> **Source information**
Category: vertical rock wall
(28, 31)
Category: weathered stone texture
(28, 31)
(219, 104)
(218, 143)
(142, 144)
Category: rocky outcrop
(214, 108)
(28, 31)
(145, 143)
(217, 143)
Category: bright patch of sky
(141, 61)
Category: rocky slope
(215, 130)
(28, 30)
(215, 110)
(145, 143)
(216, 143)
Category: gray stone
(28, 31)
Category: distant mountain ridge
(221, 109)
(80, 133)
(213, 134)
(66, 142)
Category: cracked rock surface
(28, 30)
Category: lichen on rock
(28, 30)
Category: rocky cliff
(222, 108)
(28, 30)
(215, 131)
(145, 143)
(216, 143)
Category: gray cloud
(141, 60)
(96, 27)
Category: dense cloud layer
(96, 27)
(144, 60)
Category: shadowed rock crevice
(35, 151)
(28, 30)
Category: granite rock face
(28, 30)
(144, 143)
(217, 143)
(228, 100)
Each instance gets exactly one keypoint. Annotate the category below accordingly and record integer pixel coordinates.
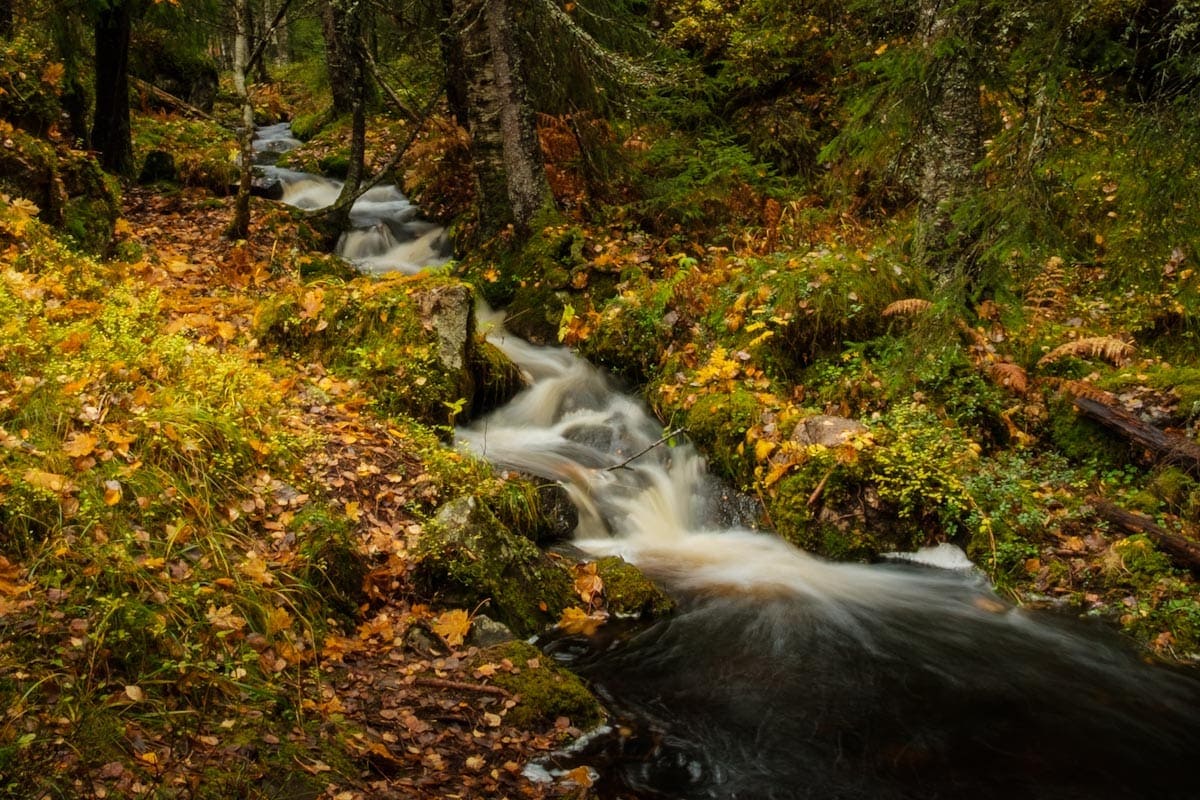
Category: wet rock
(629, 593)
(468, 558)
(449, 311)
(827, 431)
(270, 188)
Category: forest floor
(419, 714)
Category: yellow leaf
(576, 620)
(48, 481)
(453, 626)
(277, 619)
(312, 304)
(256, 569)
(79, 445)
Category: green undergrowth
(166, 578)
(204, 152)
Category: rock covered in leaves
(629, 593)
(468, 558)
(411, 340)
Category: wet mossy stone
(159, 166)
(629, 593)
(467, 558)
(544, 691)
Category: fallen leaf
(453, 626)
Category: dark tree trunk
(951, 142)
(505, 152)
(111, 131)
(455, 70)
(342, 26)
(6, 18)
(239, 227)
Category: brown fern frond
(1109, 348)
(907, 307)
(1048, 290)
(1009, 376)
(1074, 389)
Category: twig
(647, 449)
(441, 683)
(382, 173)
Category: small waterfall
(784, 675)
(385, 233)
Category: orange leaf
(576, 620)
(453, 626)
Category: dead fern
(1109, 348)
(1048, 289)
(1009, 376)
(907, 307)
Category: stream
(783, 675)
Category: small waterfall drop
(387, 234)
(783, 675)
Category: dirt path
(424, 720)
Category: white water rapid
(784, 675)
(385, 234)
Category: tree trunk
(505, 151)
(111, 132)
(6, 18)
(455, 70)
(342, 28)
(239, 227)
(951, 140)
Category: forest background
(964, 234)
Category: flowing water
(387, 233)
(783, 675)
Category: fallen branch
(645, 450)
(460, 685)
(1168, 447)
(1183, 549)
(382, 173)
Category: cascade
(385, 233)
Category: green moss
(629, 593)
(468, 558)
(545, 691)
(1135, 560)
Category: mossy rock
(718, 423)
(71, 191)
(468, 558)
(545, 691)
(411, 340)
(629, 593)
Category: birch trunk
(505, 151)
(239, 227)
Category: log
(1168, 447)
(1181, 548)
(171, 100)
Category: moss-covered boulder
(69, 187)
(467, 558)
(629, 593)
(544, 691)
(409, 338)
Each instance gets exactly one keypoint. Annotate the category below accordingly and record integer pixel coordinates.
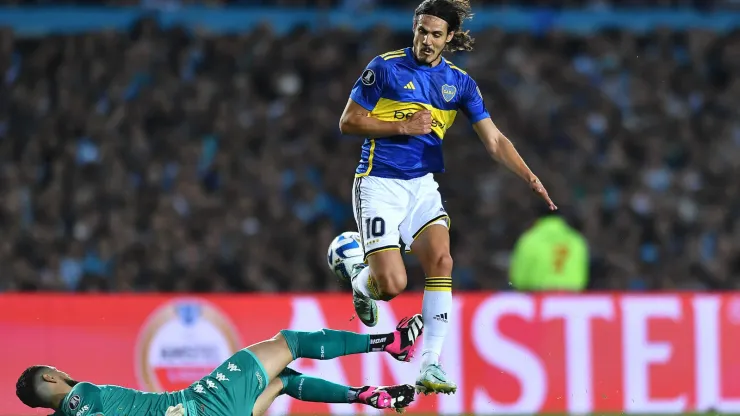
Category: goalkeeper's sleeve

> **What this task involves**
Output the records exactly, please. The pictures are not part of the copy.

> **Solution to the problem**
Category: vertical rock wall
(28, 31)
Category: weathered stone texture
(28, 31)
(219, 104)
(218, 143)
(142, 144)
Category: rocky outcrop
(214, 108)
(28, 31)
(145, 143)
(217, 143)
Category: bright patch of sky
(141, 61)
Category: rocky slope
(215, 130)
(28, 30)
(215, 110)
(145, 143)
(216, 143)
Category: gray stone
(28, 31)
Category: distant mountain ridge
(221, 109)
(80, 133)
(213, 134)
(66, 142)
Category: cracked rock surface
(28, 30)
Category: lichen on rock
(28, 30)
Category: rocky cliff
(222, 108)
(28, 30)
(215, 131)
(145, 143)
(216, 143)
Category: gray cloud
(141, 60)
(96, 27)
Category: dense cloud layer
(96, 27)
(144, 60)
Category: shadowed rock crevice
(35, 151)
(28, 30)
Category: granite rock face
(28, 30)
(144, 143)
(217, 143)
(228, 100)
Each instance gets exactly one keypoint. Annotate the category below accordingly and record integer pixel coordinates.
Category: wet rock
(629, 593)
(468, 558)
(449, 311)
(827, 431)
(270, 188)
Category: forest floor
(419, 714)
Category: yellow leaf
(576, 620)
(48, 481)
(453, 626)
(277, 619)
(312, 304)
(256, 569)
(79, 445)
Category: green undergrowth
(166, 578)
(204, 152)
Category: rock covered in leaves
(629, 593)
(468, 558)
(411, 340)
Category: wet mossy stone
(159, 166)
(629, 593)
(467, 558)
(544, 691)
Category: fallen leaf
(453, 626)
Category: dark tree trunk
(951, 142)
(505, 152)
(111, 131)
(455, 70)
(342, 26)
(6, 18)
(239, 227)
Category: brown fern frond
(1109, 348)
(907, 307)
(1048, 290)
(1009, 376)
(1074, 389)
Category: twig
(647, 449)
(441, 683)
(382, 173)
Category: small waterfall
(784, 675)
(385, 233)
Category: orange leaf
(576, 620)
(453, 626)
Category: dead fern
(1109, 348)
(1048, 289)
(1009, 376)
(907, 307)
Category: stream
(783, 675)
Category: small waterfall drop
(387, 234)
(783, 675)
Category: dirt path
(424, 720)
Category: white water rapid
(784, 675)
(385, 234)
Category: tree trunk
(505, 151)
(111, 132)
(6, 18)
(455, 70)
(342, 28)
(239, 227)
(951, 140)
Category: forest background
(964, 234)
Category: flowing water
(387, 233)
(783, 675)
Category: fallen branch
(645, 450)
(460, 685)
(1168, 447)
(1183, 549)
(382, 173)
Category: cascade
(385, 233)
Category: green moss
(629, 593)
(468, 558)
(545, 691)
(1135, 560)
Category: mossy rock
(718, 423)
(71, 191)
(468, 558)
(545, 691)
(411, 340)
(629, 593)
Category: birch trunk
(505, 151)
(239, 227)
Category: log
(1168, 447)
(1181, 548)
(171, 100)
Category: moss-covered boulder
(69, 187)
(467, 558)
(629, 593)
(544, 691)
(409, 338)
Each instance gets exactly one keypoint. Annotate the category below accordingly and record integer pixel coordinates.
Category: goalkeeper's sleeve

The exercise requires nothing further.